GOAL
Write out all of the entries below again, replacing "Output" with "Points" and leaving everything else the same. Leave the pictures out of your copy.

EXCERPTED DATA
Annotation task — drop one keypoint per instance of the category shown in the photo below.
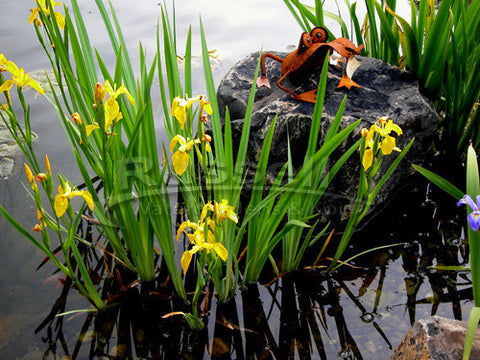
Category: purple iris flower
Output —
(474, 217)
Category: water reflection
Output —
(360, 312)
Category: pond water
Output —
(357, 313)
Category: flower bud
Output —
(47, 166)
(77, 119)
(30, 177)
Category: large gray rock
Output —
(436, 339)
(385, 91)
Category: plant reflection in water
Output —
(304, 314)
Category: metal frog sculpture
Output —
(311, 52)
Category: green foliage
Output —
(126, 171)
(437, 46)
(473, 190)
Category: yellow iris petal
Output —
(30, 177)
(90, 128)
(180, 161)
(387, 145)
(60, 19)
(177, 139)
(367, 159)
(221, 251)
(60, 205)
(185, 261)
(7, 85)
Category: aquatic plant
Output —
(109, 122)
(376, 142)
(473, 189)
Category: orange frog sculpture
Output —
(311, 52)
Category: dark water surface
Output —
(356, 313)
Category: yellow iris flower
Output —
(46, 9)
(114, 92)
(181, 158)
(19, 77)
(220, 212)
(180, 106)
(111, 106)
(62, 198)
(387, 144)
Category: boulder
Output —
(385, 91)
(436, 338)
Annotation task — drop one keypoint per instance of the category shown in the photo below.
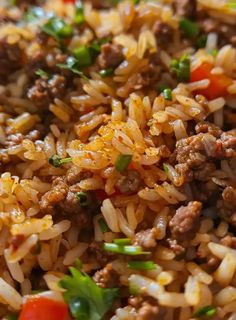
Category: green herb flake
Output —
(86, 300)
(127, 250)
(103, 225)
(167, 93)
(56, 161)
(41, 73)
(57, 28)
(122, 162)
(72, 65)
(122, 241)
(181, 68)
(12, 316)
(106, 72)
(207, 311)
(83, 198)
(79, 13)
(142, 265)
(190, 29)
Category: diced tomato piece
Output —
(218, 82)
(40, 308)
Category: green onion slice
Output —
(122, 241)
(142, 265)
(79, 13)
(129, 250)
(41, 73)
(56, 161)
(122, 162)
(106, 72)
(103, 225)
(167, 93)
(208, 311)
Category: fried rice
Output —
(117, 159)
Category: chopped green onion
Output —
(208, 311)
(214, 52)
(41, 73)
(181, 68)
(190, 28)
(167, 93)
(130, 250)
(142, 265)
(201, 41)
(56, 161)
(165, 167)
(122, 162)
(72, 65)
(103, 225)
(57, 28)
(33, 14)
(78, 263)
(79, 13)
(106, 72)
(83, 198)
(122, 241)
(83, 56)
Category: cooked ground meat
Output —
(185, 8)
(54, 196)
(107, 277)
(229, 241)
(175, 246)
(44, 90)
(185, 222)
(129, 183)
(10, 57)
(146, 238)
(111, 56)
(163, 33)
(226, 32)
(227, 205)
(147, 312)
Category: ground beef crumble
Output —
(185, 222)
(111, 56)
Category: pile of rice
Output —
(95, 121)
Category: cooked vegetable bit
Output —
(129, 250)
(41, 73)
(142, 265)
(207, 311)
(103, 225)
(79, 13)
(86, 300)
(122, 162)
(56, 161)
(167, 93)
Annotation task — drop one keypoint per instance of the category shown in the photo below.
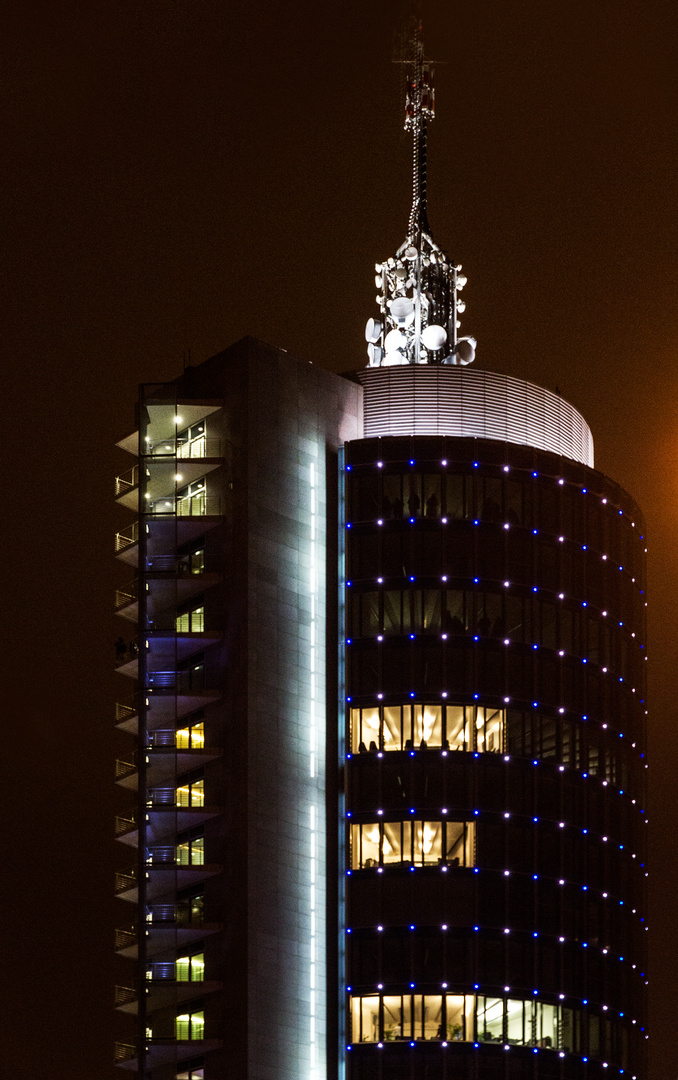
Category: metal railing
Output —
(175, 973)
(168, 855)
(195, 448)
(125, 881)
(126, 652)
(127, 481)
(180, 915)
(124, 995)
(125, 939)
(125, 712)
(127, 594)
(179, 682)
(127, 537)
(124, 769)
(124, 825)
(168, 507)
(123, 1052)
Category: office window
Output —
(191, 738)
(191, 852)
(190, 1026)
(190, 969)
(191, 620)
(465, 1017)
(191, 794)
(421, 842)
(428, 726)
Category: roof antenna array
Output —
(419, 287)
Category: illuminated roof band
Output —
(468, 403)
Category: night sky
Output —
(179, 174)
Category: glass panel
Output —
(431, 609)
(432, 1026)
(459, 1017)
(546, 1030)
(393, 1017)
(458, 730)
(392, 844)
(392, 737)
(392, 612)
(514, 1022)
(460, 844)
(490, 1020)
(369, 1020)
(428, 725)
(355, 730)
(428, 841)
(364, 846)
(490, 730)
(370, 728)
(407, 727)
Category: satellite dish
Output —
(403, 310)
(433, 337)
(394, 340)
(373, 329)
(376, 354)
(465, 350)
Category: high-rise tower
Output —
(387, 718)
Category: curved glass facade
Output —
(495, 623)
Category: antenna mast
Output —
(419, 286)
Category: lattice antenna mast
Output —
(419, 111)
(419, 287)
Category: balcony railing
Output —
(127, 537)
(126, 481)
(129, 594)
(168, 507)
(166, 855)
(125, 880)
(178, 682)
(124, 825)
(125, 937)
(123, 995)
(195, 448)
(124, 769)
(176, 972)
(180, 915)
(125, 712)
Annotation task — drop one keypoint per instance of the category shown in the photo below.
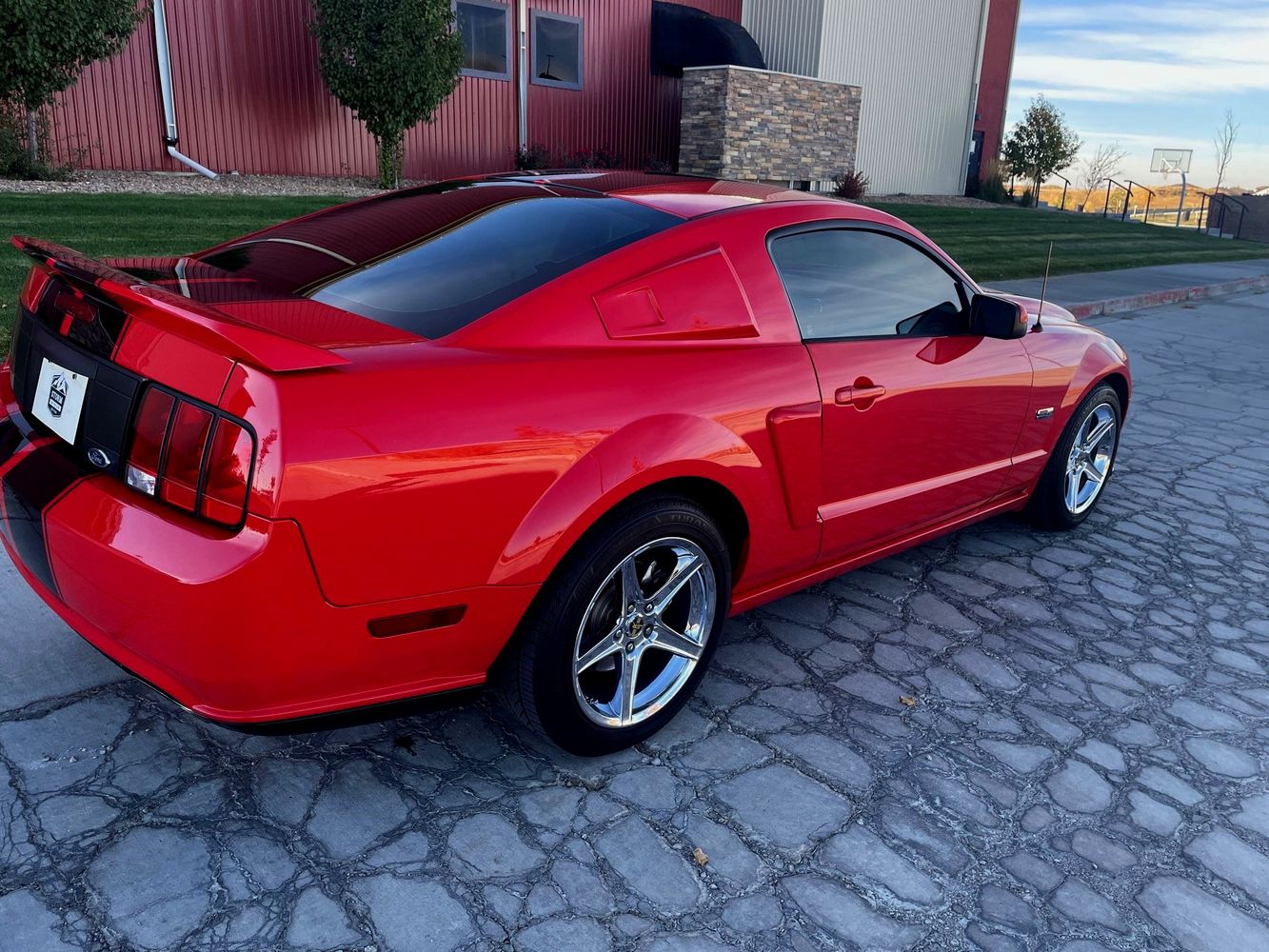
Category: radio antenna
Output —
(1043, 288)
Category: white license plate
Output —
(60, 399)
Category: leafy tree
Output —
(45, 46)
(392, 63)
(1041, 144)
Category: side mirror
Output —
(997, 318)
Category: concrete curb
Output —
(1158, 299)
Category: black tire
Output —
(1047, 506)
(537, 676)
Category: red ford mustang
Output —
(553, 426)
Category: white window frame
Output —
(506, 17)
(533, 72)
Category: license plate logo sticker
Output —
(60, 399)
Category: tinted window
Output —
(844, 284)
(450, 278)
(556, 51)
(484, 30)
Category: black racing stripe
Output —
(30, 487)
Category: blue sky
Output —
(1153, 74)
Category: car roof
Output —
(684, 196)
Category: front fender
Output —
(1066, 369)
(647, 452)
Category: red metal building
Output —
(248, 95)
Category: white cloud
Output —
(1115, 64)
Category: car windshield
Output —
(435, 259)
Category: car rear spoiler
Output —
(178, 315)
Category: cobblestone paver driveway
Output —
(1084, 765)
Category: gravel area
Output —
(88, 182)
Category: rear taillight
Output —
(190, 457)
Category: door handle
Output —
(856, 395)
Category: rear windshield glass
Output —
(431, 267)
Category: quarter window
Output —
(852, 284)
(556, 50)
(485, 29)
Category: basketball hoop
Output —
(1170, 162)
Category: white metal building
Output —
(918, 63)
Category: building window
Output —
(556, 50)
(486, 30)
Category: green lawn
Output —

RESPONSE
Annotation task — drop one keypoint per instance of the category shown in the photo below.
Category: purple iris flower
Points —
(474, 217)
Category: water reflection
Points —
(360, 312)
Category: pond water
Points —
(357, 313)
Category: flower bud
Points —
(47, 166)
(77, 119)
(30, 177)
Category: large gray rock
Points —
(436, 339)
(385, 91)
Category: plant reflection in water
Points —
(304, 314)
Category: metal frog sculpture
Points —
(311, 52)
Category: green foliage
Points —
(126, 171)
(437, 46)
(473, 190)
Category: yellow iris petal
Points —
(30, 177)
(90, 128)
(180, 161)
(387, 145)
(60, 19)
(177, 139)
(367, 159)
(221, 251)
(60, 205)
(185, 261)
(7, 85)
Category: aquatic plant
Points —
(109, 122)
(376, 142)
(473, 189)
Category: orange frog sculpture
Points —
(311, 52)
Category: dark water surface
Points —
(356, 313)
Category: yellow iris flower
Points —
(46, 9)
(114, 92)
(181, 158)
(19, 77)
(220, 212)
(180, 106)
(111, 106)
(62, 198)
(387, 144)
Category: boulder
Points —
(385, 91)
(436, 338)
Annotation task — drop one keypoint per instance of the category shown in the photo below.
Category: green herb flake
Points —
(86, 300)
(127, 250)
(103, 225)
(167, 93)
(56, 161)
(41, 73)
(57, 28)
(122, 162)
(72, 65)
(122, 241)
(181, 68)
(12, 316)
(106, 72)
(207, 311)
(83, 198)
(79, 13)
(142, 265)
(190, 29)
Category: diced tomato piece
Points —
(218, 82)
(40, 308)
Category: green onion slice
Points —
(122, 241)
(142, 265)
(79, 13)
(129, 250)
(41, 73)
(56, 161)
(122, 162)
(106, 72)
(103, 225)
(167, 93)
(208, 311)
Category: fried rice
Points —
(117, 159)
Category: chopped green onion
Points —
(208, 311)
(214, 52)
(41, 73)
(181, 68)
(190, 28)
(167, 93)
(130, 250)
(142, 265)
(201, 41)
(56, 161)
(165, 167)
(122, 162)
(72, 65)
(103, 225)
(57, 28)
(33, 14)
(78, 263)
(79, 13)
(106, 72)
(83, 198)
(122, 241)
(83, 56)
Category: cooked ground meat
Points —
(185, 8)
(54, 196)
(107, 277)
(229, 241)
(175, 246)
(44, 90)
(185, 222)
(129, 183)
(10, 57)
(146, 238)
(111, 56)
(163, 33)
(226, 32)
(227, 205)
(147, 312)
Category: ground beef crumble
Points —
(185, 222)
(111, 56)
Category: pile of rice
Points —
(95, 121)
Category: cooked vegetable bit
Points —
(129, 250)
(41, 73)
(142, 265)
(207, 311)
(103, 225)
(79, 13)
(86, 300)
(122, 162)
(56, 161)
(167, 93)
Annotation task — drop one keypoint per instance of the category shown in the photo below.
Category: metal railing
Points —
(175, 973)
(168, 855)
(195, 448)
(125, 881)
(126, 652)
(127, 481)
(180, 915)
(124, 995)
(125, 939)
(125, 712)
(127, 594)
(179, 682)
(127, 537)
(124, 769)
(124, 825)
(168, 507)
(123, 1052)
Category: office window
Points —
(191, 738)
(191, 852)
(190, 1026)
(190, 969)
(191, 620)
(465, 1017)
(191, 794)
(421, 842)
(428, 726)
Category: roof antenna array
Points —
(419, 287)
Category: illuminated roof band
Points —
(468, 403)
Category: night sky
Points —
(179, 174)
Category: glass panel
Points —
(431, 609)
(432, 1026)
(459, 1017)
(546, 1030)
(393, 1017)
(458, 730)
(392, 844)
(392, 737)
(392, 612)
(514, 1022)
(460, 844)
(490, 1020)
(369, 1020)
(428, 725)
(355, 730)
(428, 841)
(364, 846)
(490, 730)
(370, 728)
(407, 727)
Category: satellite dish
Points —
(403, 310)
(433, 337)
(394, 340)
(373, 329)
(376, 354)
(465, 350)
Category: high-rise tower
Points —
(387, 718)
Category: curved glass facade
Points —
(495, 623)
Category: antenna mast
Points —
(419, 286)
Category: lattice antenna mast
Points —
(419, 111)
(419, 287)
Category: balcony railing
Points —
(127, 537)
(126, 481)
(129, 594)
(168, 507)
(166, 855)
(125, 880)
(178, 682)
(124, 825)
(125, 937)
(123, 995)
(195, 448)
(124, 769)
(176, 972)
(180, 915)
(125, 712)
Annotation task — drop one keypoint per instance of the category shown in the photo below.
Category: radio antenna
Points —
(1043, 288)
Category: white license plate
Points —
(60, 399)
Category: leafy tree
Points —
(45, 46)
(392, 63)
(1041, 144)
Category: side mirror
Points —
(997, 318)
Category: concrete curb
Points —
(1158, 299)
Category: black tire
Points —
(1047, 506)
(537, 676)
Category: red ford mustang
Points —
(553, 426)
Category: white window frame
Points —
(506, 17)
(533, 72)
Category: license plate logo sticker
Points —
(60, 399)
Category: tinted window
Points —
(844, 284)
(450, 278)
(556, 51)
(484, 30)
Category: black racing stripe
Points —
(30, 487)
Category: blue sky
Points —
(1153, 74)
Category: car roof
Points —
(684, 196)
Category: front fender
Points —
(1066, 369)
(647, 452)
Category: red metal building
Points —
(248, 95)
Category: white cloud
Points —
(1115, 64)
Category: car windshield
Points —
(435, 259)
Category: car rear spoiler
Points —
(178, 315)
Category: cobblestone paver driveway
Points —
(1084, 765)
Category: gravel area
Points —
(88, 182)
Category: rear taillight
Points —
(190, 457)
Category: door handle
Points —
(856, 395)
Category: rear windshield glass
Points —
(431, 267)
Category: quarter window
Points —
(852, 284)
(556, 50)
(485, 29)
Category: basketball hoop
Points —
(1170, 162)
Category: white metal building
Points —
(918, 63)
Category: building window
Points —
(556, 50)
(486, 30)
Category: green lawn
Points —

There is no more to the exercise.